▶ _TASK BRIEF_: Your output should reproduce each entry exactly, with none of its pictures.

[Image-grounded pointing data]
========================================

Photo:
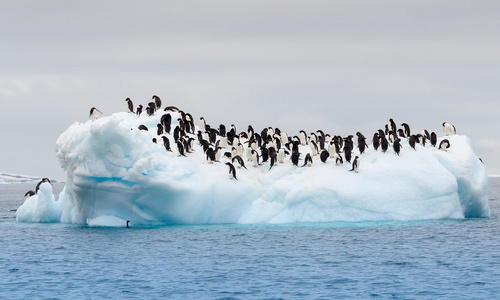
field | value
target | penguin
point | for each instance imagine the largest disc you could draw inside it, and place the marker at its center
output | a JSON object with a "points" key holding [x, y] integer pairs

========================================

▶ _REPLY TO THE TASK_:
Photo:
field | value
target | penguin
point | for each instance imagine the largest disc you could draw inside it, and place the marker at its center
output | a JSON object with a "points" key holding [x, y] integer pairs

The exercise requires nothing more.